━━━━━ AVAILABLE DATA

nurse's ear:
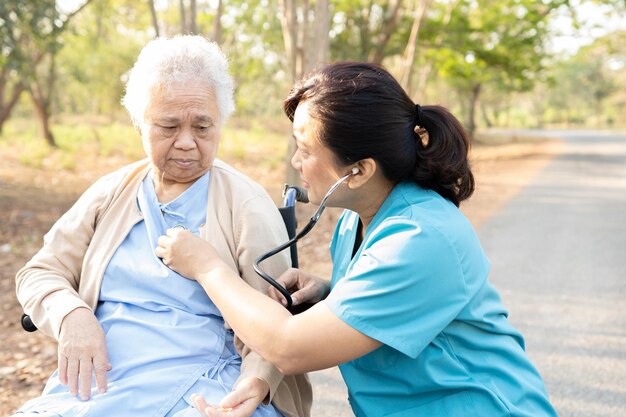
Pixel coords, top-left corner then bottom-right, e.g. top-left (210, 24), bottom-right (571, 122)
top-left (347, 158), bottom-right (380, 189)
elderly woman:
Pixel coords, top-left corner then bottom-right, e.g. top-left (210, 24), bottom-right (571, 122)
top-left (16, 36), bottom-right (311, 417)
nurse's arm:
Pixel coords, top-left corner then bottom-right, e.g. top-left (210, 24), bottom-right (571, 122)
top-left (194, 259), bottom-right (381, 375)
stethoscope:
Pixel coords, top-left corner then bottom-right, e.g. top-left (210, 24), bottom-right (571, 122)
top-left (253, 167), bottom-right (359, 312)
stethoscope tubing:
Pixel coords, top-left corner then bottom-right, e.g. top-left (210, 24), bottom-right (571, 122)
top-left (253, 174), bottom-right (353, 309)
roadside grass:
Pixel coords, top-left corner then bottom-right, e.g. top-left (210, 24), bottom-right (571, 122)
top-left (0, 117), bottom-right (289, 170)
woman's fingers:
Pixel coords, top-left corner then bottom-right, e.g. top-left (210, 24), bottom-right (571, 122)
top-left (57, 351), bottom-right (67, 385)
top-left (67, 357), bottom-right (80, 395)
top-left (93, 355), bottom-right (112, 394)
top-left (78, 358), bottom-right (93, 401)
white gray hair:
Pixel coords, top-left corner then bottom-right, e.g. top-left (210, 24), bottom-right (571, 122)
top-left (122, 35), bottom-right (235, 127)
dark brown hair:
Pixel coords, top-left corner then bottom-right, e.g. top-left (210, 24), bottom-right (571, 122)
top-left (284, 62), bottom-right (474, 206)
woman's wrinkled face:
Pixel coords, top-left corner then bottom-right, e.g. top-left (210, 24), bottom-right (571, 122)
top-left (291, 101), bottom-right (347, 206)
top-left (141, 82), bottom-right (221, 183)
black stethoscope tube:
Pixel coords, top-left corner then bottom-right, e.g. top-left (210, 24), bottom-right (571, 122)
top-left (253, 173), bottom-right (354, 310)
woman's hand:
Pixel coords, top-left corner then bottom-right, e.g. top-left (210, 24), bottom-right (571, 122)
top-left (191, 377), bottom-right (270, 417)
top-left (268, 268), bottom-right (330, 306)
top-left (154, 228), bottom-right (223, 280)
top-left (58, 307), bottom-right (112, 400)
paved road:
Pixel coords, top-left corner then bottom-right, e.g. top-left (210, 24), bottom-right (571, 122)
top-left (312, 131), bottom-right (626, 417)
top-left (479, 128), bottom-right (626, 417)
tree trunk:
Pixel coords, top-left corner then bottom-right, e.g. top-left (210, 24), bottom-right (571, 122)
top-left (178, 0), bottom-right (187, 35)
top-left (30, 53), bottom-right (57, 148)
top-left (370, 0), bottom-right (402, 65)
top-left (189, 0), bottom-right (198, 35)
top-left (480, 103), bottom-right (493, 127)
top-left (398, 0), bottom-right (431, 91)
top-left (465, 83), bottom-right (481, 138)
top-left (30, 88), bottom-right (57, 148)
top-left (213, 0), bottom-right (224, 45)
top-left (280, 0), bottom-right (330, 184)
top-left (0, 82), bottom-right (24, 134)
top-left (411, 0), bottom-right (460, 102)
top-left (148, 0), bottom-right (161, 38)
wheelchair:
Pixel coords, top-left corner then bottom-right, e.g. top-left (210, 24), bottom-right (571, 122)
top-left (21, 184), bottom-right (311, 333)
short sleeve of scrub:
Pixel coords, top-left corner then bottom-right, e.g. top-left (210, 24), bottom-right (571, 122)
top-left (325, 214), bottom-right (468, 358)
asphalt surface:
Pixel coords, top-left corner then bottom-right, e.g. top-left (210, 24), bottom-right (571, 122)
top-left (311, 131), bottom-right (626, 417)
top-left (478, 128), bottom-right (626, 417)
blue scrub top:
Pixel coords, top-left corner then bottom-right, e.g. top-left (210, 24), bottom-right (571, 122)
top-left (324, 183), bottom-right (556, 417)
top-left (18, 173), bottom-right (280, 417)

━━━━━━━━━━
━━━━━ AVAILABLE DATA

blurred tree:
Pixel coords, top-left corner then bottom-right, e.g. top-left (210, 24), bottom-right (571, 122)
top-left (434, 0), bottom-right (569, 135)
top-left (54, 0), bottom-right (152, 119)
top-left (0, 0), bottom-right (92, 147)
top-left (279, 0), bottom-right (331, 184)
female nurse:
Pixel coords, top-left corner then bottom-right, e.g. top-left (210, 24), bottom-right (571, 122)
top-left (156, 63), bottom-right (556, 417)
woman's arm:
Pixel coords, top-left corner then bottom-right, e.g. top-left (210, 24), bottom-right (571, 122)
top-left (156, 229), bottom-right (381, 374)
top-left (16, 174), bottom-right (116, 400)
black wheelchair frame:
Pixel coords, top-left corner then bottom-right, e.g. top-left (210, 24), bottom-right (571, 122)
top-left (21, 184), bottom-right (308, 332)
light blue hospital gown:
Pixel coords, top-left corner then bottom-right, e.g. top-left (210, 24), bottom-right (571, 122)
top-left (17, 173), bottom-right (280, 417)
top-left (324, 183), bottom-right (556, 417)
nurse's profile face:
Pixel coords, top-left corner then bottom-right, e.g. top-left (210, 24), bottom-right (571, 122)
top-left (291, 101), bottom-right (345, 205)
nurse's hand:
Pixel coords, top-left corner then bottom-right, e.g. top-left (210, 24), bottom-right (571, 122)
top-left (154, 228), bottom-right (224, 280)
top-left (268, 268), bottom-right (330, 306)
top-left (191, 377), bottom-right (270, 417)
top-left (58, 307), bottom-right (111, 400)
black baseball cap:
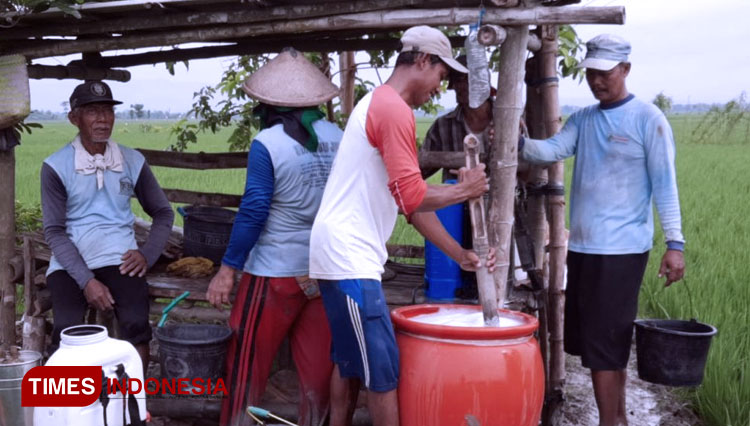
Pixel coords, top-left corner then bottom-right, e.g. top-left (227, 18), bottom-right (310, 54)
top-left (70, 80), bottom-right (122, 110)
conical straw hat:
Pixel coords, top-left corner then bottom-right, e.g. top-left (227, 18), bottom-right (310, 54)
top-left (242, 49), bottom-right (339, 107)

━━━━━━━━━━
━━━━━ AVAILABLE DATA

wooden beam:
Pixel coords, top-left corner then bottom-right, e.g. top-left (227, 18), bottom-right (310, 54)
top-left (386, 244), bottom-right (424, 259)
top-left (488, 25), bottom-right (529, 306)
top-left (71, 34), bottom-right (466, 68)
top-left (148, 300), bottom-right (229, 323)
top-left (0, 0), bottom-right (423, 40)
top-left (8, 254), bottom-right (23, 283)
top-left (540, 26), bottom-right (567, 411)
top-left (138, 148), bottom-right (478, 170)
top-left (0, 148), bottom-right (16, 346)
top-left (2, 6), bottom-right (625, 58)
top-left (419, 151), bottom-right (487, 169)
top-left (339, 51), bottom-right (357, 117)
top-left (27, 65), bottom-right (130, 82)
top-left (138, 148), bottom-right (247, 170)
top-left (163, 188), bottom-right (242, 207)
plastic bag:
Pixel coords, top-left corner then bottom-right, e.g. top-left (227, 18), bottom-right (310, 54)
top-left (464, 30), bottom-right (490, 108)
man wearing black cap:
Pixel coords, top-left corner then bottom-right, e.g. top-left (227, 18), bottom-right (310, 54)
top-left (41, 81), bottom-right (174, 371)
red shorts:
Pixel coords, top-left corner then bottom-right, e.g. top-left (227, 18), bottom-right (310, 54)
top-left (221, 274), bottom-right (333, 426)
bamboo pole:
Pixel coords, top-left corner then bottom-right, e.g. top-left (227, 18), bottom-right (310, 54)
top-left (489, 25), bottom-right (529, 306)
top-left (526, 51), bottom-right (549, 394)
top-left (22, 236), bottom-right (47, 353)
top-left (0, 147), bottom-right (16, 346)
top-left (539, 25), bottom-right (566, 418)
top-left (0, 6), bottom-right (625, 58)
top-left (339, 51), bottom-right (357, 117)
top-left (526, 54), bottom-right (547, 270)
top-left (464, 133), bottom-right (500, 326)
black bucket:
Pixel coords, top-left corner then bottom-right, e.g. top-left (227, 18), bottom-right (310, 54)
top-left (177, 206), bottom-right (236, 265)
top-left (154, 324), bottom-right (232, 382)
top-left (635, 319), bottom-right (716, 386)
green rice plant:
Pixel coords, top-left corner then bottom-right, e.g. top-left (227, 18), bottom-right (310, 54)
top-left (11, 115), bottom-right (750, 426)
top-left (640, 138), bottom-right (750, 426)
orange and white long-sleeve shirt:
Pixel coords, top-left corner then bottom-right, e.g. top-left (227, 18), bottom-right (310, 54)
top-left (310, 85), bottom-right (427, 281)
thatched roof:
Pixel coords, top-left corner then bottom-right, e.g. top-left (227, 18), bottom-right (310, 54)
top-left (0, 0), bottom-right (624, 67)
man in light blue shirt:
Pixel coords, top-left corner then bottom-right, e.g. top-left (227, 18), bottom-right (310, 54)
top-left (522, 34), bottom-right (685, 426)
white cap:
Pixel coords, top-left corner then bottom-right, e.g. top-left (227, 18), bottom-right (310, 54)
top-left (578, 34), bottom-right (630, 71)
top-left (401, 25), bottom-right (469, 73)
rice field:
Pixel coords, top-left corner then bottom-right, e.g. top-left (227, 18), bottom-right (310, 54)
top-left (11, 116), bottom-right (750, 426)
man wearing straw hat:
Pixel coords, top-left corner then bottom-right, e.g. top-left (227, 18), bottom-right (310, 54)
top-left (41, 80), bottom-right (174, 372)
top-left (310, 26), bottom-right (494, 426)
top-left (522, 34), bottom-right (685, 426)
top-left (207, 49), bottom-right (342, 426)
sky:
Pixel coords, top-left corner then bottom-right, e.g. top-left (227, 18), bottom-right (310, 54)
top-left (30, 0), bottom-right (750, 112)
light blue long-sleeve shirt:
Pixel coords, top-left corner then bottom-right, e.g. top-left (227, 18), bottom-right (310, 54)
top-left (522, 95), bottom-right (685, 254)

━━━━━━━━━━

__WHAT YOU WILL DO__
Filter the data above, keeping every line that contains the word "black".

__TASK SOLUTION__
black stethoscope tube:
black wheelchair frame:
black baseball cap:
man wearing black cap:
black bucket:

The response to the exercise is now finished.